Brief:
Write out every line of the material from the one holding "Give bounding boxes for each lawn you see." through the final line, inclusive, keeping the requests unchanged. Multiply each bounding-box coordinate in the answers by 1.55 and round it to a whole number, with halves rounded up.
━━━━━━━━━━
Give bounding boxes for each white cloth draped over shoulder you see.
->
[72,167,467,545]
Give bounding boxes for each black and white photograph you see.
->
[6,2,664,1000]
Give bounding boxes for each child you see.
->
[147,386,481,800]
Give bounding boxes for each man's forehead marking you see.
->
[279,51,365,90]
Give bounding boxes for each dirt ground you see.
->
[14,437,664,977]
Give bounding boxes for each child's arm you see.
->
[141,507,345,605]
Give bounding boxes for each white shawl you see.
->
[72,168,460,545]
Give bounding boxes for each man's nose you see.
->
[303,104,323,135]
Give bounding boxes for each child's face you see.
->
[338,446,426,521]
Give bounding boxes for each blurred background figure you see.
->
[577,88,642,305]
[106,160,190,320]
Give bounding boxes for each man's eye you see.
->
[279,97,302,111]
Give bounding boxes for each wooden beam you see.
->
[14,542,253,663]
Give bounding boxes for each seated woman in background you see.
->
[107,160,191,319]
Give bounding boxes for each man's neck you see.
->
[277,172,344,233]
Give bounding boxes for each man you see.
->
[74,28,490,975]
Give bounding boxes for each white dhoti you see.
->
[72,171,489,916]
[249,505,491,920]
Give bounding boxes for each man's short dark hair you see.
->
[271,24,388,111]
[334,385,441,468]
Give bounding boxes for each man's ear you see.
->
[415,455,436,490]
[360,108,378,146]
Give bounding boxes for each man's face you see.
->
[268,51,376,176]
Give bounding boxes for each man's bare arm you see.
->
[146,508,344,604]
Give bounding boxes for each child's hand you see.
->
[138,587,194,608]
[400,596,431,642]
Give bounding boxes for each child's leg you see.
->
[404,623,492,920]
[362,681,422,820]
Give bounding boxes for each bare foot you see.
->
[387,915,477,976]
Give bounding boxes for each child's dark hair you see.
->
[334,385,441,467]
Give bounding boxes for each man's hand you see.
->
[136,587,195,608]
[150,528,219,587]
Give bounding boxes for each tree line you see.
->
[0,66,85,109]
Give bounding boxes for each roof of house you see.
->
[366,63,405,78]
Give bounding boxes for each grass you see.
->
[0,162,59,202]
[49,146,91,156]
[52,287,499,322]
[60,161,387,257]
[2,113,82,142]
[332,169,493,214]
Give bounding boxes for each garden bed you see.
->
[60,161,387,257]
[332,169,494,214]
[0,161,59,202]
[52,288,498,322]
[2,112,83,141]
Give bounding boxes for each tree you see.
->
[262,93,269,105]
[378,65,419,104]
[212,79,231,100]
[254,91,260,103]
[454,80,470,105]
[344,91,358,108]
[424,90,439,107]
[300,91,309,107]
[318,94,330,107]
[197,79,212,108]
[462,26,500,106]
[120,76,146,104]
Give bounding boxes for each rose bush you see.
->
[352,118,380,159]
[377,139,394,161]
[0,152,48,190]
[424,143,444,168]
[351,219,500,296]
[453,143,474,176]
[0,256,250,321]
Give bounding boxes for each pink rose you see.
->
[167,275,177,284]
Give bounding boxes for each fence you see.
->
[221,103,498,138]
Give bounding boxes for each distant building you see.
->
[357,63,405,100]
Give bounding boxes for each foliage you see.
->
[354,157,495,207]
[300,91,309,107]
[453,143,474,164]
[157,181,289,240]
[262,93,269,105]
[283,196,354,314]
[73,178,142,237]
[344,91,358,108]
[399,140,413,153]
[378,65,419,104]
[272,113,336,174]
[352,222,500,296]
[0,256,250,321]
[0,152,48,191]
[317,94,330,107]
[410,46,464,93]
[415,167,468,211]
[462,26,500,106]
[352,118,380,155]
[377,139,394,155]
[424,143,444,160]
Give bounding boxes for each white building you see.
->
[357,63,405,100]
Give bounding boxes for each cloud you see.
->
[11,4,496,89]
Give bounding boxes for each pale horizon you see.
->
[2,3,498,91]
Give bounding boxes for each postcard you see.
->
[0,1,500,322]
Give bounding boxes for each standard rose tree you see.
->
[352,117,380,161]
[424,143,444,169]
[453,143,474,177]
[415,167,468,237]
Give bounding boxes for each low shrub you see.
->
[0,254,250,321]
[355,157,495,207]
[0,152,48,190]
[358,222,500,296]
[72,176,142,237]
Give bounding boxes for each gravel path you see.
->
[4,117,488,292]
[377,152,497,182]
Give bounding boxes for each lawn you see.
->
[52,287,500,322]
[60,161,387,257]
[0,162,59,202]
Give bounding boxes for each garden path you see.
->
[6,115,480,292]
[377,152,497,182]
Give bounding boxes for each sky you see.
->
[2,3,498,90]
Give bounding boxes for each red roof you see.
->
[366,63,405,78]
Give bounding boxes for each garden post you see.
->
━━━━━━━━━━
The completed task:
Give bounding boxes for each lawn you see.
->
[81,445,775,499]
[93,250,600,398]
[0,251,91,313]
Give bounding boxes for each garden path you see.
->
[9,178,744,453]
[584,236,770,282]
Give bounding boxes for each sky you see.
->
[3,5,772,140]
Give bounding boxes for each red roof you see.
->
[567,98,628,121]
Give bounding boxes for each garden post you see.
->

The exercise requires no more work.